Stored data entries:
--- BEGIN ---

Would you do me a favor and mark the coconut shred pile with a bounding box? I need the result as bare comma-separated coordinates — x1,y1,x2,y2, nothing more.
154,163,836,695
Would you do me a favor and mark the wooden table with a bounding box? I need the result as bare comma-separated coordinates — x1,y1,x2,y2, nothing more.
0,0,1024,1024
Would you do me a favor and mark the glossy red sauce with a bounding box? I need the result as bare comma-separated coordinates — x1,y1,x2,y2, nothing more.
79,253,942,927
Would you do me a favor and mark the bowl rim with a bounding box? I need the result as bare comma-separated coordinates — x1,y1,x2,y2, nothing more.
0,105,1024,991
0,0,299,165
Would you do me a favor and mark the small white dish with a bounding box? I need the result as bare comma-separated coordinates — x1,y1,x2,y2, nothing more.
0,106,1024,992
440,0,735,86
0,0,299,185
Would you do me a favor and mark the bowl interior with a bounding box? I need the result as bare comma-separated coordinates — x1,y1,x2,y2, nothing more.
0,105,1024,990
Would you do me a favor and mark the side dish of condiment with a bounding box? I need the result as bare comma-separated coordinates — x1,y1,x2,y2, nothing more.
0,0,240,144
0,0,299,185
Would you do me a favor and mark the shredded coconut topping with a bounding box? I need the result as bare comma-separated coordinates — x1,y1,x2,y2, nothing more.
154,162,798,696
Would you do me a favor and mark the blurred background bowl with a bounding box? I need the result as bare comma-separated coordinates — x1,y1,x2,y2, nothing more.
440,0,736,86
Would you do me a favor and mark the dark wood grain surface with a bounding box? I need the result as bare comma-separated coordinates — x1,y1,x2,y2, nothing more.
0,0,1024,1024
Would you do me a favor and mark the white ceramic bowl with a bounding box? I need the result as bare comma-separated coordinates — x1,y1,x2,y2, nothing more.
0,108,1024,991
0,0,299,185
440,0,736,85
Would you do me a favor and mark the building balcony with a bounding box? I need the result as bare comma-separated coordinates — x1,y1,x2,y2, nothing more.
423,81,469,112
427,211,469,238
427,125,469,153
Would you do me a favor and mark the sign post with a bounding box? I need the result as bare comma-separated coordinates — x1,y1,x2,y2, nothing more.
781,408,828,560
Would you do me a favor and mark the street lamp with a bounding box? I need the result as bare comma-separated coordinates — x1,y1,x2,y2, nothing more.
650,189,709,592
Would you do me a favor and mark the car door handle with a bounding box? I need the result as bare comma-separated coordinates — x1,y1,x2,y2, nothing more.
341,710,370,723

--- END ---

### TASK REQUIREMENTS
Reproduce the rows above, changing every "bounding box" to "rectangle" and leaving all other text as it is.

### EXERCISE RESPONSE
Would you do me a favor and mark the coconut shred pile with a rectangle? I need the result as bare comma-separated coordinates — x1,y1,x2,y2, nothing more.
154,163,836,695
Would you do me a favor and mark the wooden table with a rectangle? I need the result as bare comma-separated coordinates — x1,y1,x2,y2, nothing more.
0,0,1024,1024
Would you do me a favor and mark the glossy red sauce with a rectangle? I need the result as bare comma-separated coordinates — x1,y1,x2,y2, nothing more.
79,253,942,927
Would you do me a favor and mark the bowl rim with a rectangle? I need the result as bare comma-separated coordinates — x1,y1,x2,y2, nothing more.
0,105,1024,991
0,0,299,165
Would you do me a favor and mark the small white dish with a rectangle? I need the result as bare comma-separated coordinates — x1,y1,x2,y2, nothing more.
0,106,1024,992
440,0,735,86
0,0,299,185
Would you do me a favor and mark the bowl interior with a rectangle? I need the result as bare comma-separated coordinates — x1,y1,x2,y2, nothing more.
0,105,1024,990
Would you do me a favor and mark the side dish of condiment with a rectangle? I need the result as bare comma-separated coordinates — x1,y1,x2,y2, nothing more.
0,0,240,144
0,0,299,185
Would you do me a favor and mark the shredded coconut topping with a rectangle? I need the result as bare comma-separated coordinates — x1,y1,x2,y2, nothing more.
154,162,798,696
Would you do me a favor and mark the blurred background bowl with a rectangle? I need the result as bare comma-separated coordinates — x1,y1,x2,y2, nothing more.
440,0,736,86
Would you do me a favor and mark the dark wood grain surface with a rectangle? I need the result as bare comma-separated coordinates — x1,y1,x2,y2, nothing more.
0,0,1024,1024
Would you do me a favor and mark the white ceramic bowl with a rectangle? I need the result as bare comma-separated coordinates — x1,y1,x2,y2, nothing more.
0,108,1024,991
0,0,299,185
440,0,736,85
Would you do me a favor and mark the building balcony with a rectangle? I need the result as bare comma-separated coordinates — x1,y1,x2,y2, nothing more.
423,81,469,112
427,211,469,238
427,125,469,153
Would you do me a favor and mark the sign post with a rectangle? I need the result as bare comma-separated coordinates — x1,y1,x2,y2, nothing more.
781,408,828,560
Would you do me a favor and mark the street lamp with a rectangle? I need the result as bare comma-separated coordinates — x1,y1,x2,y2, nothing more.
650,189,709,592
Would you do me a favor and mark the car door handle with a rectangle? I need the result as bare comma-separated coordinates — x1,y1,x2,y2, nothing more.
341,710,370,723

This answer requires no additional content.